Extracted text
TLK: About those hexdump manipulation functions...
TLK: Return value of convert_to_*
TLK: Dropping support for Windows 98/ME [cont]
BUG: Missing SSL warning
TLK: Not enough error messages
REQ: ext/fileinfo
CVS: ext/filter code review
PAT: is_numeric_string optimization in 5_2
TLK: About those hexdump manipulation functions...
Alexander Demin chased up a patch he submitted to internals@ a couple of weeks ago introducing
hexdump(), packhex(), smart_hexdump() and
smart_packhex() into the PHP_5_2 core. This time, he had a response.
Tony Dovgal asked Alexander to elaborate on the usage of the proposed functions, the
reason(s) he felt they should be in the core and not in PECL, and the reason(s) they
couldn't be implemented in userspace PHP.

Listed entries

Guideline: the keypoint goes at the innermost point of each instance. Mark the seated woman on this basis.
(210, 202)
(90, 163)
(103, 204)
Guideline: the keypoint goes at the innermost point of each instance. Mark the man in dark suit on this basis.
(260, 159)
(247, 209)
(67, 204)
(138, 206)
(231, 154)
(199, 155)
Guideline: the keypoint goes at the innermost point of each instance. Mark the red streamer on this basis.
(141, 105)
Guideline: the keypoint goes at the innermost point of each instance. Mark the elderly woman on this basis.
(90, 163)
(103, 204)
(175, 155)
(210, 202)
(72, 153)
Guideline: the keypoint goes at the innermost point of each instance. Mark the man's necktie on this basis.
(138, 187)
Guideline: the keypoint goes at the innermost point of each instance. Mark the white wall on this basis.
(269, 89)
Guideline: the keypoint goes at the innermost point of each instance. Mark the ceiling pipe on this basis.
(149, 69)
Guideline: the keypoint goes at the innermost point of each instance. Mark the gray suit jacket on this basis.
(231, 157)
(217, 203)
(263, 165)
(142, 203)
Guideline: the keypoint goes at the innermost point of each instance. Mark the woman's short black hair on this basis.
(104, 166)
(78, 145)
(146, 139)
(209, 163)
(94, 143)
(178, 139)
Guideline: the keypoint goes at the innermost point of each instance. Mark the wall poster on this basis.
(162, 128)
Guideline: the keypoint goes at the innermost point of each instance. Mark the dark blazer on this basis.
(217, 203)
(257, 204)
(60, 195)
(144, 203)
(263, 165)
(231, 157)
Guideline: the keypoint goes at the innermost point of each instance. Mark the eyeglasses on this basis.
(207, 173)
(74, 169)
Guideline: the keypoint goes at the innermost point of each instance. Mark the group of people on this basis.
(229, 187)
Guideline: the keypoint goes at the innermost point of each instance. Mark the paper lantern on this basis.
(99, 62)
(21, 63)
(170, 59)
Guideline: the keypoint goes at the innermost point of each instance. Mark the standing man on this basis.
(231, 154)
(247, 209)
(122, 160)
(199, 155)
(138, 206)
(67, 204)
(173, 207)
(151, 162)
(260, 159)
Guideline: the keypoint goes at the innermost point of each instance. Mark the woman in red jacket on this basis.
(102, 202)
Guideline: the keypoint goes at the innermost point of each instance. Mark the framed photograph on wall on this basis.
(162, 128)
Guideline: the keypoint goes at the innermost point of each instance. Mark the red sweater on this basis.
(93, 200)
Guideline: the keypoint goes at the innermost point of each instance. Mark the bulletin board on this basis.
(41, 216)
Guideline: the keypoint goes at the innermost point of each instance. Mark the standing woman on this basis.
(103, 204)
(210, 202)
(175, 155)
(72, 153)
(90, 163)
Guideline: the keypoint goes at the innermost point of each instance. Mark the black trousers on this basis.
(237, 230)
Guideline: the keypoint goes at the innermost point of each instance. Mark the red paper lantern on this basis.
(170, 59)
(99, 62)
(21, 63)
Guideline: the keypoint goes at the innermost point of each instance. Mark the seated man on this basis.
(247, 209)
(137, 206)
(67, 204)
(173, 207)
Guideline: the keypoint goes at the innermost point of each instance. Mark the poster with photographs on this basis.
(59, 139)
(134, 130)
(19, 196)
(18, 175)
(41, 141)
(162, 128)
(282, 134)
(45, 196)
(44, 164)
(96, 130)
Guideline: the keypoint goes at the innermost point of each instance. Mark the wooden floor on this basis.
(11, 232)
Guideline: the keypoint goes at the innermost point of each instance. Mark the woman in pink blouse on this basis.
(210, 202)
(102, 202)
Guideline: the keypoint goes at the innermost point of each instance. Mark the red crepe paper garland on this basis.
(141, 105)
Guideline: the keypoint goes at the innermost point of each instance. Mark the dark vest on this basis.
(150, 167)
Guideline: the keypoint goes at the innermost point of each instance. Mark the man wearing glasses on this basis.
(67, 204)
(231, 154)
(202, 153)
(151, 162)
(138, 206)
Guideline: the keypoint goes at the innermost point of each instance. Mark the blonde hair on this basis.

The task
Can you reproduce the PHP internals summary above word for word, from its first line to its last?

Worked answer
TLK: About those hexdump manipulation functions...
TLK: Return value of convert_to_*
TLK: Dropping support for Windows 98/ME [cont]
BUG: Missing SSL warning
TLK: Not enough error messages
REQ: ext/fileinfo
CVS: ext/filter code review
PAT: is_numeric_string optimization in 5_2
TLK: About those hexdump manipulation functions...
Alexander Demin chased up a patch he submitted to internals@ a couple of weeks ago introducing
hexdump(), packhex(), smart_hexdump() and
smart_packhex() into the PHP_5_2 core. This time, he had a response.
Tony Dovgal asked Alexander to elaborate on the usage of the proposed functions, the
reason(s) he felt they should be in the core and not in PECL, and the reason(s) they
couldn't be implemented in userspace PHP.